(Records from a dataset)
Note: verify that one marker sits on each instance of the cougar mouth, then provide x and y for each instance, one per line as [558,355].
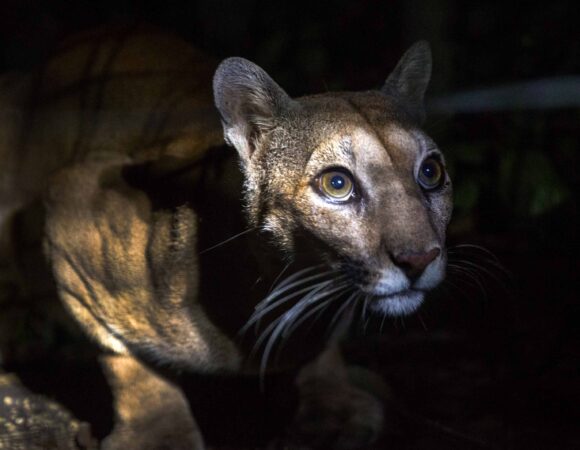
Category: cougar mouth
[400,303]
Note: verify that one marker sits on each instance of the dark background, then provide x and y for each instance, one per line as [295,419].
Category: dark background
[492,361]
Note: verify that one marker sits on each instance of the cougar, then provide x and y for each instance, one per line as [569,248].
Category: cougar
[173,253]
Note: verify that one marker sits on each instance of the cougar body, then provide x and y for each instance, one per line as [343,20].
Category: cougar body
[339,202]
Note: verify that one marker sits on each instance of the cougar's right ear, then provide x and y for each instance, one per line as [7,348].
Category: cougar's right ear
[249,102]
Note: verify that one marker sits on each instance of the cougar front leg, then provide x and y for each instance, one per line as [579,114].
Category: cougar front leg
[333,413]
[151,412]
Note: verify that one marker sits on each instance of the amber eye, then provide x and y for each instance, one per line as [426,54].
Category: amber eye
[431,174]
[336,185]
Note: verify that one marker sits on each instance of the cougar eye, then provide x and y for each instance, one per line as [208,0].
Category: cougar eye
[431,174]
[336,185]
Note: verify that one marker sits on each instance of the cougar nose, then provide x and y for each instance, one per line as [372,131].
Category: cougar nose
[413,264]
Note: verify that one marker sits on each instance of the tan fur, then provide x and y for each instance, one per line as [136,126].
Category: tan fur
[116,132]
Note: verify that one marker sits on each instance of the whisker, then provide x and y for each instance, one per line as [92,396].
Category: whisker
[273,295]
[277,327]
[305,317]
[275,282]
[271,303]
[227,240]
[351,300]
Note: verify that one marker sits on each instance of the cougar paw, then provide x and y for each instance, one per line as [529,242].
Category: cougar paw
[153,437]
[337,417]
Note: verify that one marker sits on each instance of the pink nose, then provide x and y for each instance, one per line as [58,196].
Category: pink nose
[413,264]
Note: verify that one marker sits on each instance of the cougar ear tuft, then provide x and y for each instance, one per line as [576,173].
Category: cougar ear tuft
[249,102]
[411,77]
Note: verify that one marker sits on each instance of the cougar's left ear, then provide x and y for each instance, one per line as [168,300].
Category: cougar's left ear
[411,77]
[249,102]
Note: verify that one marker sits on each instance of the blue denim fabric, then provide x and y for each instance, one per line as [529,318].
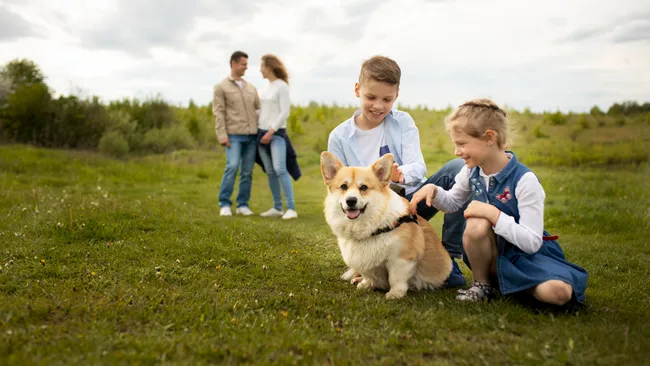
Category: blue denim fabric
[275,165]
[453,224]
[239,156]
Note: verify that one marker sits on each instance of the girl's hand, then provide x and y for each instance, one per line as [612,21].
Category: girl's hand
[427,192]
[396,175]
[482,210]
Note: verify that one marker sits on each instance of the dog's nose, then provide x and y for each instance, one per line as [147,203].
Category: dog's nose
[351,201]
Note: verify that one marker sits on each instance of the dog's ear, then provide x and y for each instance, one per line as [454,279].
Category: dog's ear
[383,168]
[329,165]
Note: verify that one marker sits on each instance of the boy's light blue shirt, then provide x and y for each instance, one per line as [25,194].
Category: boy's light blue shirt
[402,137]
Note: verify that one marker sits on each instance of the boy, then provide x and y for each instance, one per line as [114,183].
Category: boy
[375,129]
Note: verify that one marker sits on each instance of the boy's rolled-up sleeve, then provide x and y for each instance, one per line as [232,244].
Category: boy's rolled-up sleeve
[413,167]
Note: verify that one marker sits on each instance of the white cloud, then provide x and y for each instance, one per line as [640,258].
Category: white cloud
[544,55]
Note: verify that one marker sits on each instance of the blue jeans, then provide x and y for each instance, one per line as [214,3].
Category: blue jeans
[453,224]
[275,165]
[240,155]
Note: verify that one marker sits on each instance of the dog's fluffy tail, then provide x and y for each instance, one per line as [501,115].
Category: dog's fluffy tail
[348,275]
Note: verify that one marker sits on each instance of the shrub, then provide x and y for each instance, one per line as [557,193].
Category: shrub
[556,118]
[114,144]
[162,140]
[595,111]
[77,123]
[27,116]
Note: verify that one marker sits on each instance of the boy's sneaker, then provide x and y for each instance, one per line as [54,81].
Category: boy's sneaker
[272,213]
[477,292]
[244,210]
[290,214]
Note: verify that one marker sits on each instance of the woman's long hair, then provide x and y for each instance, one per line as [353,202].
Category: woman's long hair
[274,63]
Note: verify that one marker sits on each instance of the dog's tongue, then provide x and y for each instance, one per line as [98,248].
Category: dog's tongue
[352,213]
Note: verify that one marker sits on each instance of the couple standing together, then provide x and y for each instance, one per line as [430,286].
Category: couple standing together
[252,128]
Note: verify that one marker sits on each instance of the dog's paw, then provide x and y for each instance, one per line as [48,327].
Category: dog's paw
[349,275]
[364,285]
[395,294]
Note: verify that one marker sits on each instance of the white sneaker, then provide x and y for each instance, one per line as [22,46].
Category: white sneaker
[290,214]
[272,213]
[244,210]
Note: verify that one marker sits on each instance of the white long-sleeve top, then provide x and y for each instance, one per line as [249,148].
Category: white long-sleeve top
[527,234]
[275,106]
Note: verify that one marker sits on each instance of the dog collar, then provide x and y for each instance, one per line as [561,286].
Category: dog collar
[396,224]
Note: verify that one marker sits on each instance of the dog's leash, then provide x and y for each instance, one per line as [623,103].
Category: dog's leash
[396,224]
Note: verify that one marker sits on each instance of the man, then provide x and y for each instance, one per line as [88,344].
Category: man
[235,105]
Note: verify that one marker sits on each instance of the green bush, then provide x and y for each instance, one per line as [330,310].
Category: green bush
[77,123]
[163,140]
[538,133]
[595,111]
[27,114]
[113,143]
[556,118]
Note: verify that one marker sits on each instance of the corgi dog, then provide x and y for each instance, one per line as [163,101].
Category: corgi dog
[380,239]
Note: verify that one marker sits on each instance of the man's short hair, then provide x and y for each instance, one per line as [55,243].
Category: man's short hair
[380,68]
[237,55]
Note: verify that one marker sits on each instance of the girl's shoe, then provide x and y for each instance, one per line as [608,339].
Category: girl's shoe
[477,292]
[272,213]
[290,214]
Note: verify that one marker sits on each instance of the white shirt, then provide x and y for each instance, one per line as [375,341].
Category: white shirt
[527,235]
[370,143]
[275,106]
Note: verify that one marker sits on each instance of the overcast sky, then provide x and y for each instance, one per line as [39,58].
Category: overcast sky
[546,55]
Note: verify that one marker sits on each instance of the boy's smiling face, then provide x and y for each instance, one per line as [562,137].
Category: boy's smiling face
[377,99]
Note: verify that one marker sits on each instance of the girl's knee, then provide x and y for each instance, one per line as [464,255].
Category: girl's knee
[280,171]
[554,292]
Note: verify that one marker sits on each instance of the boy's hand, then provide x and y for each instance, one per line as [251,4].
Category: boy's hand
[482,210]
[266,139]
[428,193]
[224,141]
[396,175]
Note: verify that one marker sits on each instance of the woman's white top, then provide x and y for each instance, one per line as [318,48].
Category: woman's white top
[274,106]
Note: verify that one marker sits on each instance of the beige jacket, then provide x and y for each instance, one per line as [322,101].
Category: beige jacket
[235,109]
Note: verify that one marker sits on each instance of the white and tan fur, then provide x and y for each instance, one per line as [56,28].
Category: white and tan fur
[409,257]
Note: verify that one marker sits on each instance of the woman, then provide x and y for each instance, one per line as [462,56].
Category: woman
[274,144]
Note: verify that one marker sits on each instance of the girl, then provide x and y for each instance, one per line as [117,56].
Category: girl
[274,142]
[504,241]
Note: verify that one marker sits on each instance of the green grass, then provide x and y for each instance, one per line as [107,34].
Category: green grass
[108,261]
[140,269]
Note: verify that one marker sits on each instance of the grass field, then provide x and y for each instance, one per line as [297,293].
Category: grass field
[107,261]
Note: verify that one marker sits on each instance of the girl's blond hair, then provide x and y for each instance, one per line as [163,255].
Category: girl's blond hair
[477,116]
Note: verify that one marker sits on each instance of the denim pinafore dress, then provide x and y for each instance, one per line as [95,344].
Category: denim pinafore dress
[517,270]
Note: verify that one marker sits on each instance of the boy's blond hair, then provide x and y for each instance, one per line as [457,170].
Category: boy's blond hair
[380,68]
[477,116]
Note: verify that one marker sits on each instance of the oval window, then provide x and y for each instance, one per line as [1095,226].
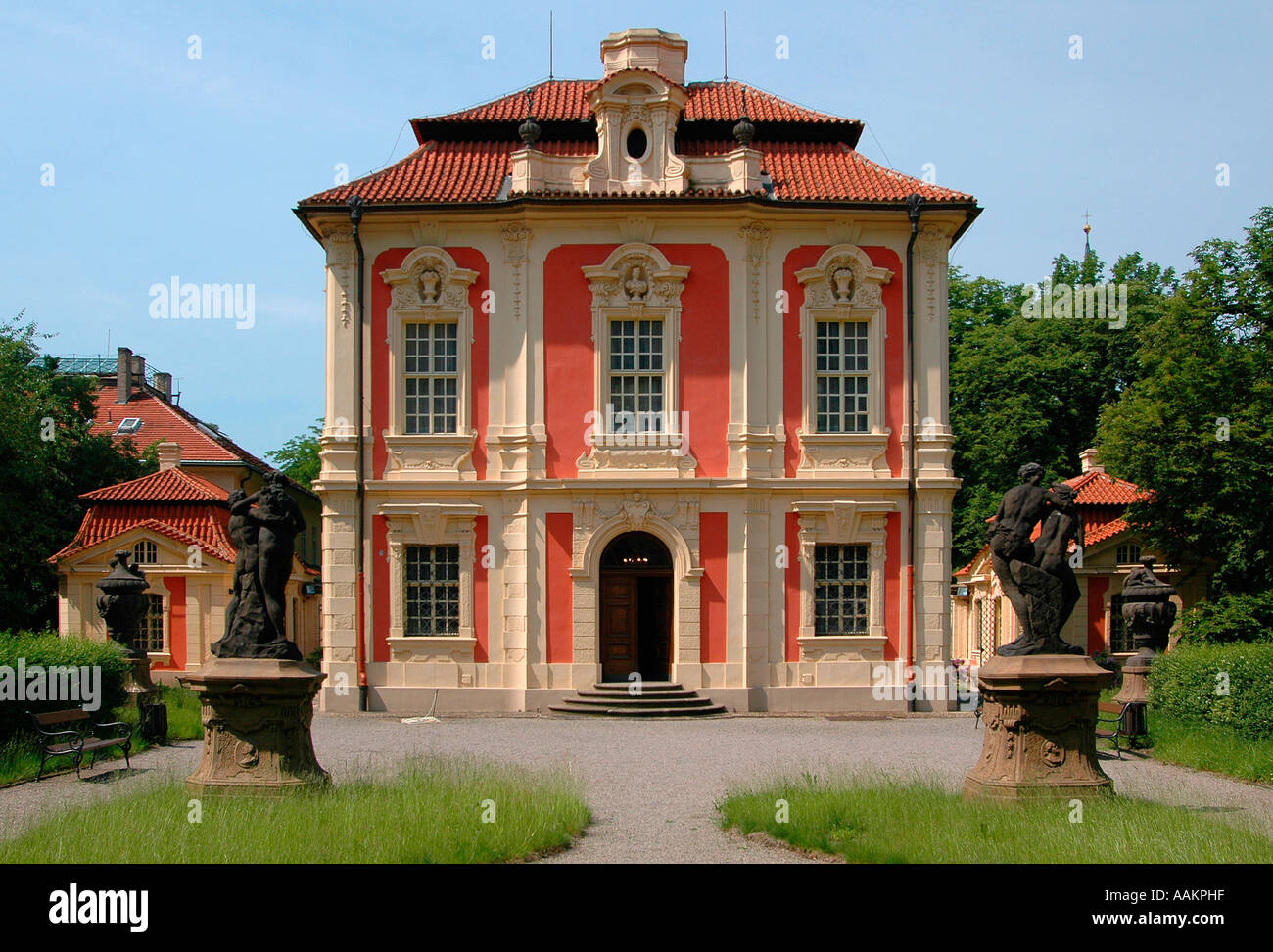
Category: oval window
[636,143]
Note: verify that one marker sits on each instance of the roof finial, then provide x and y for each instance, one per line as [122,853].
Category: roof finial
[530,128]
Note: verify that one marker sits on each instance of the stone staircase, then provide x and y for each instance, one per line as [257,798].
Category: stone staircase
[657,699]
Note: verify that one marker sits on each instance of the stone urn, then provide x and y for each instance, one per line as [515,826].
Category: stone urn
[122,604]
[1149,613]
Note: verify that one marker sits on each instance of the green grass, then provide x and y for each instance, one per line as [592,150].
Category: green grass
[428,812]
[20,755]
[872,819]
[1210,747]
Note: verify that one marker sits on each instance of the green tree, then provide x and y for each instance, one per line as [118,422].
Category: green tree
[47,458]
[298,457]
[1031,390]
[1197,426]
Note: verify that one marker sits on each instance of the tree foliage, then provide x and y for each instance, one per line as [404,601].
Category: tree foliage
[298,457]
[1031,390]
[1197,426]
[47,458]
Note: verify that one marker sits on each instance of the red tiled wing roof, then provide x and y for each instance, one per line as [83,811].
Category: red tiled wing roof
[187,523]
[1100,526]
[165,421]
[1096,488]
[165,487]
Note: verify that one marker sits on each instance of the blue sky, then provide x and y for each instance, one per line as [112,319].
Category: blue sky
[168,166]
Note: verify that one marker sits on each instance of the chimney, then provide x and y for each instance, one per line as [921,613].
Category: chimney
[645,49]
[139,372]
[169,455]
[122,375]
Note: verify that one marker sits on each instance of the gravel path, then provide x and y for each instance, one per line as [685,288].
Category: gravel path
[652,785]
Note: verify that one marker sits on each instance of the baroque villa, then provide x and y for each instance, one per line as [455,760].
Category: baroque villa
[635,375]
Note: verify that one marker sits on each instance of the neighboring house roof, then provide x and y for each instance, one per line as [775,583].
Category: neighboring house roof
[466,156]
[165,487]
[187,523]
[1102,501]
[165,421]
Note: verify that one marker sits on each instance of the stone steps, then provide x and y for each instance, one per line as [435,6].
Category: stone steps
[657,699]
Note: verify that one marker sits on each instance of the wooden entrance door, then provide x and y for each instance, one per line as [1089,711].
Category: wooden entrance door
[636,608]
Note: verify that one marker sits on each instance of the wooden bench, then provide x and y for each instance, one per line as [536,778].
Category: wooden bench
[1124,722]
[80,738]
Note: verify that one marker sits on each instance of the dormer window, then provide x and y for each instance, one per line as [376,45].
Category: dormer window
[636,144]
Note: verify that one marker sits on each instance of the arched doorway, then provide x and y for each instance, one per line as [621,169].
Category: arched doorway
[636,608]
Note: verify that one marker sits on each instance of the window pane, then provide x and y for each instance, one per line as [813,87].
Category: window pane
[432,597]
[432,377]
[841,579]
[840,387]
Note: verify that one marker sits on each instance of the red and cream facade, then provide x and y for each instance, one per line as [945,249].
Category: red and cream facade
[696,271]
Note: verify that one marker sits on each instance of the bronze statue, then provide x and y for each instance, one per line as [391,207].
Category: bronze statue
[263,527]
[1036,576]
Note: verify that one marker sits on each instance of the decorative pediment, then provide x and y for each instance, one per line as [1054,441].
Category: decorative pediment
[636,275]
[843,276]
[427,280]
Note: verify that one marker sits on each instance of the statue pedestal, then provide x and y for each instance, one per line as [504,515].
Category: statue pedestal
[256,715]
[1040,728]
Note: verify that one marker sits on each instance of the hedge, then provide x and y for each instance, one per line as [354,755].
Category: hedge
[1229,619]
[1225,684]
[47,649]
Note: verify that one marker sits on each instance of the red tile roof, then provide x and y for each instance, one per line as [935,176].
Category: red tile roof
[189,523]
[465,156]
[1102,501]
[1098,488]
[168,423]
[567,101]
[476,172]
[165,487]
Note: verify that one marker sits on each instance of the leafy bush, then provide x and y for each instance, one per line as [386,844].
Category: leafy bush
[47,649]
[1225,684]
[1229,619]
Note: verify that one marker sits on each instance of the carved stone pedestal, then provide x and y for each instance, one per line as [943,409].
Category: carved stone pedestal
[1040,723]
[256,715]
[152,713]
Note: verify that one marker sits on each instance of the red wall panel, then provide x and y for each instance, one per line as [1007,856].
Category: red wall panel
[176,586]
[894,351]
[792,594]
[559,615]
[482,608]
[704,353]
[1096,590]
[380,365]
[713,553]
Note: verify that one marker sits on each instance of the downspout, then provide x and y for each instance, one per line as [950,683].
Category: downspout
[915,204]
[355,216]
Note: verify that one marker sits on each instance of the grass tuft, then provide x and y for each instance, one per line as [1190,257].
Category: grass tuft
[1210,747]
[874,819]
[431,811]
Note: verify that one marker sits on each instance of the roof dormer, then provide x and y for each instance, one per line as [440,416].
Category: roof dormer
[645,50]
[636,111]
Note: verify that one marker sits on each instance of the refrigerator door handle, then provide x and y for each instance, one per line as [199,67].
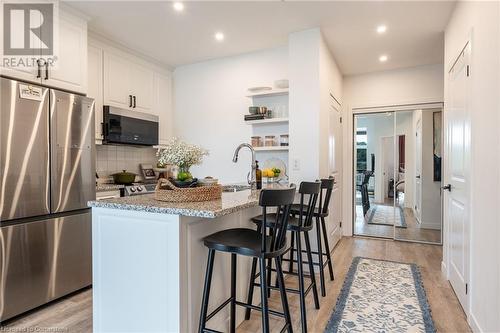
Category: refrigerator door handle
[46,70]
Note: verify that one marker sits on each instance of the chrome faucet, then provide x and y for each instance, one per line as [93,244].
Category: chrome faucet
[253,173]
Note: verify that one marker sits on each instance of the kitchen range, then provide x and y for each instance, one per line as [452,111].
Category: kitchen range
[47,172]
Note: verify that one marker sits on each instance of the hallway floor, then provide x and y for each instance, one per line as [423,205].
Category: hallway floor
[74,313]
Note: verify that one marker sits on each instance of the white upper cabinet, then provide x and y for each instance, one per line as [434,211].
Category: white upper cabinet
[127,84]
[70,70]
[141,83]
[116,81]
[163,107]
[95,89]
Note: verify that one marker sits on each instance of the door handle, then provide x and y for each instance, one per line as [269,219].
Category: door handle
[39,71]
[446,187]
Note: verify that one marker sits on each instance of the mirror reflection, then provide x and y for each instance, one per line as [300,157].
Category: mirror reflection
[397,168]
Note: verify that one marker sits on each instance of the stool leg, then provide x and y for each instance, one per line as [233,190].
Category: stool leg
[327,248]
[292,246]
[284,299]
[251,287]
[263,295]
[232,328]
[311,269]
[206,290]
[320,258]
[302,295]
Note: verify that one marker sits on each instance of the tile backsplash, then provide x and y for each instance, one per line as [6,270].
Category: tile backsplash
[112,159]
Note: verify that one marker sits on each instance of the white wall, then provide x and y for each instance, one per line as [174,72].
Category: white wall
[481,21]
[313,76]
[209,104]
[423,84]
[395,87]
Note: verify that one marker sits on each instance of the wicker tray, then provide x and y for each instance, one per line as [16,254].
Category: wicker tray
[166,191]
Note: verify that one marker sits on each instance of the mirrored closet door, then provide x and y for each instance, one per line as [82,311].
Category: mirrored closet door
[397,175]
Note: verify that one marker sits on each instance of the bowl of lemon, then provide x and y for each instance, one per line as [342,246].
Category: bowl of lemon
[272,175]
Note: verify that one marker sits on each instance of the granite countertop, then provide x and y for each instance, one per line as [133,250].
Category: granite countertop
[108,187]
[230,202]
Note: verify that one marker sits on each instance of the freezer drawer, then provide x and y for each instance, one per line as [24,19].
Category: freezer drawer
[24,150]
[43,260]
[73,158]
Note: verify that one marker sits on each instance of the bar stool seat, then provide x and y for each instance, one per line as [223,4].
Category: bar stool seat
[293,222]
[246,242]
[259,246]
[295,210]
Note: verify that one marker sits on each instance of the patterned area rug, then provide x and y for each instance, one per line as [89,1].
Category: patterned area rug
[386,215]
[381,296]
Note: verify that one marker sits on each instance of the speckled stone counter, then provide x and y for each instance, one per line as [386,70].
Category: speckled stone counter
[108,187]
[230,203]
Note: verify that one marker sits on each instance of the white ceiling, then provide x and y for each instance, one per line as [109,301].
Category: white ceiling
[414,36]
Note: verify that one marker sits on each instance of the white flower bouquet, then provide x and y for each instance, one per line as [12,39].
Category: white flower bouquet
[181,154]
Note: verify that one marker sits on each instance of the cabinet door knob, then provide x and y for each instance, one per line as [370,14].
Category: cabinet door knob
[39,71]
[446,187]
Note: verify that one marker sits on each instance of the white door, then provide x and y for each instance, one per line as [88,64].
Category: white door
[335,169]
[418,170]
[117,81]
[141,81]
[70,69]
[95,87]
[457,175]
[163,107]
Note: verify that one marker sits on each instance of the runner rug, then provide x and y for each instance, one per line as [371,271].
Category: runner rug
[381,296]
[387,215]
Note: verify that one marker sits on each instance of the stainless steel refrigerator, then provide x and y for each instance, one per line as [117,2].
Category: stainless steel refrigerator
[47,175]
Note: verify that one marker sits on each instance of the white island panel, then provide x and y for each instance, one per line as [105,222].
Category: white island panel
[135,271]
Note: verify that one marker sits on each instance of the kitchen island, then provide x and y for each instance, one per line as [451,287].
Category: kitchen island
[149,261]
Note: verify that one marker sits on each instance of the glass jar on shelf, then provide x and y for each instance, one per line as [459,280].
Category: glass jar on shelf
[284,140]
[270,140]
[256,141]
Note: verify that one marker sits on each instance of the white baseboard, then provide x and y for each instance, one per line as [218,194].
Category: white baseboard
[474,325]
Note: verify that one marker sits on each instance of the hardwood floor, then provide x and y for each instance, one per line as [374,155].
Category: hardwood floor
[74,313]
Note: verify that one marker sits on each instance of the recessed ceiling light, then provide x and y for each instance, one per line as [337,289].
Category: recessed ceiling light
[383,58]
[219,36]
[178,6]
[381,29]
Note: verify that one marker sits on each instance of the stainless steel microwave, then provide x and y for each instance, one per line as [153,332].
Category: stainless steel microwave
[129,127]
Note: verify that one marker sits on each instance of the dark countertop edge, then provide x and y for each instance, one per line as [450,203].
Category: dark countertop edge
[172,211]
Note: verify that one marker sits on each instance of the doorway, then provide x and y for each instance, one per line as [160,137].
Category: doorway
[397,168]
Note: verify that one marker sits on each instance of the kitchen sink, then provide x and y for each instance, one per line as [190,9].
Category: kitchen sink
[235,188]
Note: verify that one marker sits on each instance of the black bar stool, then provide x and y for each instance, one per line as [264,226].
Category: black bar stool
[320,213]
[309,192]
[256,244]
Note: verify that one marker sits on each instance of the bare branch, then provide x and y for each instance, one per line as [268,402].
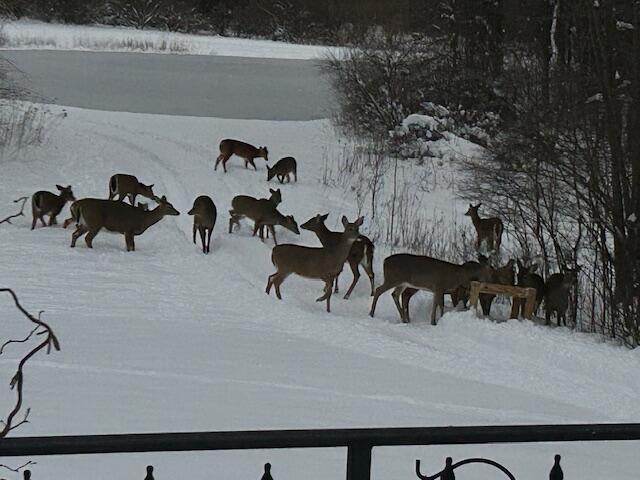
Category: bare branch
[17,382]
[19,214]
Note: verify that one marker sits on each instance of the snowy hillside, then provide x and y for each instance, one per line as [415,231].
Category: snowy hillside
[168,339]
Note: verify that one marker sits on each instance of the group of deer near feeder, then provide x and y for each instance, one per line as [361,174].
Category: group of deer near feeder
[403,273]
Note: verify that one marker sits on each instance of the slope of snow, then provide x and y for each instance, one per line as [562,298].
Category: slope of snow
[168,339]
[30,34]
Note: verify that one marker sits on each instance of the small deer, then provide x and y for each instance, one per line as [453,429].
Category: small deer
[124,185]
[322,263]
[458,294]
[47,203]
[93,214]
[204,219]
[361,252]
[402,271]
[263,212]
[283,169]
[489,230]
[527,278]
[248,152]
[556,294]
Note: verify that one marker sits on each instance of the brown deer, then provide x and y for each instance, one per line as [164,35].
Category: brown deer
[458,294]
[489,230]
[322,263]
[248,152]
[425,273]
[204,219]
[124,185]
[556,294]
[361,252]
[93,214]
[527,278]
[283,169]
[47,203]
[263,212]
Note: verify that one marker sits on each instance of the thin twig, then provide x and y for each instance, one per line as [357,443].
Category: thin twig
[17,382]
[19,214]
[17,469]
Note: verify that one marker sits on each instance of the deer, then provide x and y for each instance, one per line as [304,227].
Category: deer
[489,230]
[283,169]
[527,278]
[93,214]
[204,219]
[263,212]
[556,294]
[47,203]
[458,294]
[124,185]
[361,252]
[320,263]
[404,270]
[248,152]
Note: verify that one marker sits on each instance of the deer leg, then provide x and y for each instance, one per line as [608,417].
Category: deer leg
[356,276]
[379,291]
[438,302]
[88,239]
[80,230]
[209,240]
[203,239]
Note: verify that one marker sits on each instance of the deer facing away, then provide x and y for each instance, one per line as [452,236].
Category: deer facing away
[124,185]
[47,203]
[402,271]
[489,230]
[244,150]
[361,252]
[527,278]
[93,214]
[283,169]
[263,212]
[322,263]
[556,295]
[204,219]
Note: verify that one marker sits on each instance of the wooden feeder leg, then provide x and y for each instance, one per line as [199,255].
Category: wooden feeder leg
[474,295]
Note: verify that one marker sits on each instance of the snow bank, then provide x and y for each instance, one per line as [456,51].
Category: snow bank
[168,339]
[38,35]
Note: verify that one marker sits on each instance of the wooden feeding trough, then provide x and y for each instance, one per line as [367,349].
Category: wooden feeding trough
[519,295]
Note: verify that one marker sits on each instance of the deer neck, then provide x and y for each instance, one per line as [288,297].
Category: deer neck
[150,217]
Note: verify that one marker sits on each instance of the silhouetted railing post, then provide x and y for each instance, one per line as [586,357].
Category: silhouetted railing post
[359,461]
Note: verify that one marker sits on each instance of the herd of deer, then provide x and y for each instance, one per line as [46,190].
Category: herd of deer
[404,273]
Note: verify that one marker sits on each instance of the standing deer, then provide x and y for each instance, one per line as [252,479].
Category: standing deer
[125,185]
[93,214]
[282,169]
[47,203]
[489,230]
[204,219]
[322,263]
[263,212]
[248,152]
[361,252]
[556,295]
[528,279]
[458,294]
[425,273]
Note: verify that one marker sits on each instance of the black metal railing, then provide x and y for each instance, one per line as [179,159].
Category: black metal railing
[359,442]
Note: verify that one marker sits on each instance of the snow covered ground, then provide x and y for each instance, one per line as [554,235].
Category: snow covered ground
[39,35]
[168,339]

__PROBLEM DESCRIPTION__.
Copy exactly, word for word, the line with "line as [252,479]." through the final line of the listing.

__CORRECT RESULT__.
Note: verify that one marker sits on each instance of the standing deer, then provide x and y for each instance, one per line as [252,479].
Category: standing deer
[125,185]
[93,214]
[282,169]
[47,203]
[489,230]
[204,219]
[322,263]
[263,212]
[248,152]
[361,252]
[556,295]
[528,279]
[458,294]
[425,273]
Note: verify that one marker sits on each instance of the black metal railing, then provide x and y for each instance, one per line as [179,159].
Category: black metal railing
[359,442]
Note: verify that one marker sits on each instance of the snow covered ground, then provide x and y for each instance, one per line as [554,235].
Category: snow covered ground
[39,35]
[168,339]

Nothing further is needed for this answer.